* Work to complete:
Answer these questions from the court opinion below:
(a) In the first pleading, what did the plaintiff rely upon as the basis of recovery?
(b) What does the court order because it erred in permitting the filing of the amended petition?
(c) Which judges are listed as concurring?

* Text to read:
The code makes liberal provision for the amendment of pleadings, but the one made in this instance was a substantial change of the cause of action. The two pleadings stated different grounds of recovery, and the causes of action set up were based upon entirely different rights. In the first, the plaintiff relied upon an express agreement giving the use of the right of way for the stipulated compensation, making that agreement, and the breach of it, the basis of recovery. In the second, he discarded that agreement and asserted that the right of way had been taken and used without consent or authority, and asked for the value of the land, on the theory that there had been a permanent appropriation. In the first, he undertook to get the value of life passes, which depended upon the age and expectancy of life remaining to him and his wife, and, also, the extent to which they would have been used. In the second, he sought to obtain the value of the land taken, and also damages for that portion of the tract not taken at the time of the appropriation. It cannot be assumed that there will be a parity in the results worked out of two such dissimilar and inconsistent theories. It may be that the value of the land will greatly exceed the value of the transportation, and the fact that one is not necessarily the equivalent of the other illustrates, *334to some extent, the difference between the remedies which the plaintiff employed. A breach of an agreement to furnish free transportation for life gives a right which is essentially different from one arising from the wrongful appropriation of' land. It would-appear that not only were different causes of action set up, but that the remedies are distinct and inconsistent ; and the general rule is that, where the law gives several means of redress or relief, predicated upon conflicting theories, the election of one of them operates as a bar against the subsequent adoption of the others. (Bank v. Haskell County, 61 Kan. 785, 60 Pac. 1062, and cases cited.)
For the error of the court in permitting the filing of the amended petition, the judgment must be reversed and the cause remanded for further proceedings.
Doster, C.J., Greene, Pollock, JJ., concurring.

[Pointing dataset records]
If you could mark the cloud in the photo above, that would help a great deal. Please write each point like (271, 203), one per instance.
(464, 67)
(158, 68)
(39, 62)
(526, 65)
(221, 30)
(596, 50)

* Exercise result:
(a) An express agreement giving the use of the right of way for the stipulated compensation, with that agreement and its breach as the basis of recovery.
(b) The judgment is reversed and the cause remanded for further proceedings.
(c) Doster, C.J., Greene, and Pollock, JJ.